Transcribe all of the data, leaving nothing out and changing nothing.

━━━ Record excerpts ━━━

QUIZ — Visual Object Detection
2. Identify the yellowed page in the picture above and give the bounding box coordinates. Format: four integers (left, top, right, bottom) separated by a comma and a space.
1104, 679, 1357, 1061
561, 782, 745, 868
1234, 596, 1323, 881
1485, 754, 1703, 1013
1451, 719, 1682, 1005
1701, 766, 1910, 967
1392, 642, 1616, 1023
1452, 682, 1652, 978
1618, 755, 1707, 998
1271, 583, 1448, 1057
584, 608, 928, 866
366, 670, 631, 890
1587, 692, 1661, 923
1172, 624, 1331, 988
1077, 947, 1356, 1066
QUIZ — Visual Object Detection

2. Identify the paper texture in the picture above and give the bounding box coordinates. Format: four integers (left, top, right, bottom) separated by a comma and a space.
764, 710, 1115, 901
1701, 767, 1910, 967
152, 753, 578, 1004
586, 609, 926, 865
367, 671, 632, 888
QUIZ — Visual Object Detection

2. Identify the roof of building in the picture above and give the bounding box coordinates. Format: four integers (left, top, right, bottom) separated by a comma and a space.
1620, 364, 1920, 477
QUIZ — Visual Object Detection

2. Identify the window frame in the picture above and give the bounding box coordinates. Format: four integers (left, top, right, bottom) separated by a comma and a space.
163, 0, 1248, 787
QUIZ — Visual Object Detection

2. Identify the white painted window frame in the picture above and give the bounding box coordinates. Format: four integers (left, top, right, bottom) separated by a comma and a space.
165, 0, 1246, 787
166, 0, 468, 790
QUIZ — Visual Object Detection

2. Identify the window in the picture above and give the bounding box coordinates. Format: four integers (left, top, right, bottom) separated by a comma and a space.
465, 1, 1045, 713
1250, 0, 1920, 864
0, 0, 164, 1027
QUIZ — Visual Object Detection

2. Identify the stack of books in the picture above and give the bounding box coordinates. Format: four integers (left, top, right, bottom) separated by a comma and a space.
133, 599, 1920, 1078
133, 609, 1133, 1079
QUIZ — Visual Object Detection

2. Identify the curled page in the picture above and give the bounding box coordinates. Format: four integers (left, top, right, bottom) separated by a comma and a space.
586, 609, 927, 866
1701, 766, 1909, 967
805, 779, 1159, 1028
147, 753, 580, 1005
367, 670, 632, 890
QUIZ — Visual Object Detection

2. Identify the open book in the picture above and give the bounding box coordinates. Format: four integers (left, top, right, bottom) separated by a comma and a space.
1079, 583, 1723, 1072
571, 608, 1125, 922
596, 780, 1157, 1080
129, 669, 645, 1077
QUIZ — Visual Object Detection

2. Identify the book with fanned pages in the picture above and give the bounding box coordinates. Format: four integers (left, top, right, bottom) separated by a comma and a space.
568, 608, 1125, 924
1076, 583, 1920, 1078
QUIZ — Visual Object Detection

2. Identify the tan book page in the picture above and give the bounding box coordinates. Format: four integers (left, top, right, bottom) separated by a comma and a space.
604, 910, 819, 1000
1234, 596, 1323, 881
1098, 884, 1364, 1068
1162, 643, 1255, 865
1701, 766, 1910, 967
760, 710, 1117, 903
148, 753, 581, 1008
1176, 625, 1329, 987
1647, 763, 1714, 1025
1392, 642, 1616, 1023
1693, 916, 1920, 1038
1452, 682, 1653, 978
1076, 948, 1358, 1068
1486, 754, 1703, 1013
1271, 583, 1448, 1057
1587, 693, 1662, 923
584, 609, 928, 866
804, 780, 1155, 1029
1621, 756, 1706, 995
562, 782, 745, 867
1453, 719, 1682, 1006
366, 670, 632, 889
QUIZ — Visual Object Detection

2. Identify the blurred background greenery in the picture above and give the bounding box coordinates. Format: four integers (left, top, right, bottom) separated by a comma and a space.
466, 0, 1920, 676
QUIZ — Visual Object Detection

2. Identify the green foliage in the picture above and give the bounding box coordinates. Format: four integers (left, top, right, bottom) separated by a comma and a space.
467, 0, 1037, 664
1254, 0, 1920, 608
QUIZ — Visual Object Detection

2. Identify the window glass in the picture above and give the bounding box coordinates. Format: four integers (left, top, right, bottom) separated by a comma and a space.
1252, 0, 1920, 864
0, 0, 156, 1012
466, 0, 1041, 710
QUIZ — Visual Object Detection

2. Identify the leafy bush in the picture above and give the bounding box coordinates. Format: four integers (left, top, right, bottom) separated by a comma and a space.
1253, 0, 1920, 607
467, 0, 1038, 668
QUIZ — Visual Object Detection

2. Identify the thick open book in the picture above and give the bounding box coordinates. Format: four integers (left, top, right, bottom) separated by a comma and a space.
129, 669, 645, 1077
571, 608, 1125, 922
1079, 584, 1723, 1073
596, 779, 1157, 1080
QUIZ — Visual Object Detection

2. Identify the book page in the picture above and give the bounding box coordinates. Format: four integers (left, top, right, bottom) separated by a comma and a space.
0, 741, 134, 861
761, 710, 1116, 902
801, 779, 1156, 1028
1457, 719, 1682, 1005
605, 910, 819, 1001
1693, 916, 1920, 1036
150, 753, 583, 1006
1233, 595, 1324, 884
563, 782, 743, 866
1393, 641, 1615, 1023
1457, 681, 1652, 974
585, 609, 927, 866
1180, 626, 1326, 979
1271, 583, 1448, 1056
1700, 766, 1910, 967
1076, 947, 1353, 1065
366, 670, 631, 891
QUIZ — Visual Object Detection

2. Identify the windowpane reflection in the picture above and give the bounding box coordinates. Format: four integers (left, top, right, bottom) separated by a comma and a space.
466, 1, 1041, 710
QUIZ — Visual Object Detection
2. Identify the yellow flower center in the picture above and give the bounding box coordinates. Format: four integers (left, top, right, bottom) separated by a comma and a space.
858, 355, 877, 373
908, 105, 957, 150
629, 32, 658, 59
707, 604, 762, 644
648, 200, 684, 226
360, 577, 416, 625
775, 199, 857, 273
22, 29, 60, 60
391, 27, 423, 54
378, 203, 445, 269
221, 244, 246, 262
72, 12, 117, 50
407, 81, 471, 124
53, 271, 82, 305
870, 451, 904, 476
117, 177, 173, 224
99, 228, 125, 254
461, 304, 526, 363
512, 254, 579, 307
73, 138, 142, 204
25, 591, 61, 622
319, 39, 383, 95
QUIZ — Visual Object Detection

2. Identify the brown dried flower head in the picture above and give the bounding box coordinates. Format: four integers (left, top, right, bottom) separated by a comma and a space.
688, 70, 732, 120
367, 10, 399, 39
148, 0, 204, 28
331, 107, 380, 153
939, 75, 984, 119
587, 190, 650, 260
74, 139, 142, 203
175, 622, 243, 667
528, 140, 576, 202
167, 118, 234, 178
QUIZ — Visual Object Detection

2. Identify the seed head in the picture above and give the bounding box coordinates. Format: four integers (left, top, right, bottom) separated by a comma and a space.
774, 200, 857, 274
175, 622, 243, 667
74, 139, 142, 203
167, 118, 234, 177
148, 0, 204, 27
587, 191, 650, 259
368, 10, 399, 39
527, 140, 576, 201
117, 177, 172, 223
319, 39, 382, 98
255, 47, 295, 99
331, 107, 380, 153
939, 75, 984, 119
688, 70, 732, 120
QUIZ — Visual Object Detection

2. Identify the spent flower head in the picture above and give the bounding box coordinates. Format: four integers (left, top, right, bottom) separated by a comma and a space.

━━━

**Response for this exercise**
QUIZ — Visual Object Detection
2. Identify the yellowed page in the picture above and give the bounding box coordinates. Format: four integers (left, top, right, bottom) separated by a comma and a space.
1104, 679, 1357, 1061
561, 782, 745, 868
1234, 596, 1323, 881
1485, 754, 1703, 1013
1451, 719, 1682, 1005
1701, 766, 1910, 967
1392, 642, 1616, 1023
1452, 682, 1652, 978
1618, 755, 1707, 998
1271, 583, 1448, 1057
584, 608, 928, 866
366, 670, 631, 890
1587, 692, 1661, 923
1172, 624, 1331, 988
1077, 947, 1356, 1066
QUIZ — Visual Object Detection

2. Identify the paper texture in the picture above and give the bounding box coordinates. Format: four integers (left, top, right, bottom) separated by a comma and a space.
764, 710, 1115, 901
1701, 767, 1910, 967
152, 753, 578, 1004
586, 609, 926, 865
367, 671, 632, 888
QUIZ — Visual Object Detection

2. Identify the roof of building in the picture above and give the bounding box coordinates. Format: four integers (left, top, right, bottom) separated by a comma and a space.
1620, 364, 1920, 477
QUIZ — Visual Object Detection

2. Identify the window frame in the picture above and give the bounding box coordinates. Format: four integers (left, top, right, bottom) separated by a comma and a space.
163, 0, 1248, 787
QUIZ — Visual Object Detection

2. Identify the white painted window frame in the picture above and give the bounding box coordinates. Format: four integers (left, top, right, bottom) separated by a comma and a space.
165, 0, 1246, 787
166, 0, 468, 790
QUIZ — Visual Object Detection

2. Identify the window in the picture above and give the bounding box coordinates. Format: four integers (left, top, right, bottom) separated by a comma and a space.
465, 1, 1045, 713
1250, 0, 1920, 864
0, 0, 164, 1027
QUIZ — Visual Object Detection

2. Identify the stack of books in the picture above and give the bounding box coordinates. Format: four integers (left, top, right, bottom) separated by a comma and a space.
133, 599, 1920, 1078
133, 609, 1133, 1079
QUIZ — Visual Object Detection

2. Identify the curled page in the picture above and give the bounding box coordinates. Format: four integers (left, top, right, bottom) separated by a comma and a space.
586, 609, 927, 866
1701, 766, 1909, 967
805, 779, 1159, 1028
147, 753, 580, 1005
367, 670, 632, 890
QUIZ — Visual Object Detection

2. Identify the open book in the picture above and give the bounding box coordinates. Format: four integers (left, top, right, bottom) separated by a comma and a space.
1079, 583, 1723, 1072
571, 608, 1125, 922
596, 780, 1157, 1080
129, 669, 645, 1077
QUIZ — Visual Object Detection

2. Identify the book with fanned pages in the picture above and give the bounding box coordinates. Format: four integers (left, top, right, bottom) separated by a comma and a space.
568, 608, 1125, 924
1076, 583, 1920, 1078
QUIZ — Visual Object Detection

2. Identify the tan book page in the picture above and give the bounding box coordinates. Format: four integers (left, top, right, bottom) separated by a comma and a space.
604, 910, 819, 1000
1234, 596, 1323, 881
1098, 884, 1364, 1068
1162, 643, 1255, 865
1701, 766, 1910, 967
760, 710, 1117, 903
148, 753, 581, 1008
1176, 625, 1329, 987
1647, 763, 1714, 1025
1392, 642, 1616, 1023
1693, 916, 1920, 1038
1452, 682, 1653, 978
1076, 948, 1358, 1068
1486, 754, 1703, 1013
1271, 583, 1448, 1057
1587, 693, 1662, 923
584, 609, 928, 866
804, 780, 1155, 1029
1621, 756, 1706, 995
562, 782, 745, 867
1453, 719, 1682, 1006
366, 670, 632, 889
QUIZ — Visual Object Detection

2. Identify the blurred background greenery in the picture above and give the bounding box coordinates. Format: four integers (left, top, right, bottom) separated by a comma and a space.
466, 0, 1920, 676
QUIZ — Visual Object Detection

2. Identify the green foliage in the picture above and give the bounding box coordinates. Format: four integers (left, top, right, bottom) separated by a comma and a space.
467, 0, 1037, 664
1254, 0, 1920, 608
QUIZ — Visual Object Detection

2. Identify the window glass in the picture above and give the bounding box coordinates. Format: four integers (left, top, right, bottom) separated by a comma and a space.
1252, 0, 1920, 864
0, 0, 156, 1012
466, 0, 1041, 710
QUIZ — Visual Object Detection

2. Identify the leafy bush in the picture above and give the bounding box coordinates. Format: four integers (left, top, right, bottom) separated by a comma and a space.
1253, 0, 1920, 607
467, 0, 1038, 668
QUIZ — Visual Object Detection

2. Identify the thick open book in the picture above and give the bounding box coordinates. Format: four integers (left, top, right, bottom) separated by a comma and a space.
129, 669, 645, 1077
571, 608, 1125, 922
1079, 584, 1723, 1073
596, 779, 1157, 1080
QUIZ — Visual Object Detection

2. Identify the book page in the picture above and give the bounding box coordinates. Format: four integers (left, top, right, bottom) separated by a comma and a space.
0, 741, 134, 861
761, 710, 1116, 902
801, 779, 1156, 1028
1457, 719, 1682, 1005
605, 910, 819, 1001
1693, 916, 1920, 1036
150, 753, 583, 1006
1233, 595, 1324, 884
563, 782, 743, 866
1393, 641, 1615, 1023
1457, 681, 1652, 974
585, 609, 927, 866
1180, 626, 1326, 979
1271, 583, 1448, 1056
1700, 766, 1910, 967
1076, 947, 1353, 1065
366, 670, 631, 891
QUIZ — Visual Object Detection

2. Identify the windowpane reflection in the picture above and give the bounding box coordinates. Format: four integers (left, top, right, bottom) separated by a comma and a space.
466, 1, 1041, 710
QUIZ — Visual Object Detection
2. Identify the yellow flower center in the picture above and give the bounding box coordinates. Format: four integers (left, top, right, bottom) separated by a comma and a space.
858, 355, 877, 373
908, 105, 957, 150
629, 32, 658, 59
707, 604, 762, 644
648, 200, 684, 226
360, 577, 416, 625
775, 199, 857, 273
22, 29, 60, 60
391, 27, 423, 54
378, 203, 445, 269
221, 244, 246, 262
72, 12, 117, 50
407, 81, 471, 124
53, 271, 82, 305
870, 451, 904, 476
117, 177, 173, 224
99, 228, 125, 254
461, 304, 526, 363
512, 254, 579, 307
73, 138, 142, 204
25, 591, 61, 622
319, 39, 383, 95
QUIZ — Visual Object Detection

2. Identify the brown dried flower head in the picture above and give the bounding box coordinates. Format: four integers (left, top, right, bottom) separated by a comma and a space.
688, 70, 732, 120
367, 10, 399, 39
148, 0, 204, 28
331, 107, 380, 153
939, 75, 984, 119
587, 190, 650, 260
74, 139, 142, 203
175, 622, 243, 667
528, 140, 576, 202
167, 118, 234, 178
QUIZ — Visual Object Detection

2. Identify the seed head in the picture above and give the bounding box coordinates. Format: four integers (left, top, right, bottom) separated by a comma and a space.
774, 200, 857, 274
175, 622, 243, 667
74, 139, 142, 203
167, 118, 234, 177
148, 0, 204, 27
587, 191, 650, 259
368, 10, 399, 39
527, 140, 576, 201
117, 177, 172, 223
319, 39, 382, 98
255, 47, 295, 99
331, 107, 380, 153
939, 75, 984, 119
688, 70, 732, 120
QUIZ — Visual Object Detection

2. Identify the spent flower head in the picture above and give the bounding box coordinates. Format: four integers (left, top, right, bottom) separated by a comma and a space.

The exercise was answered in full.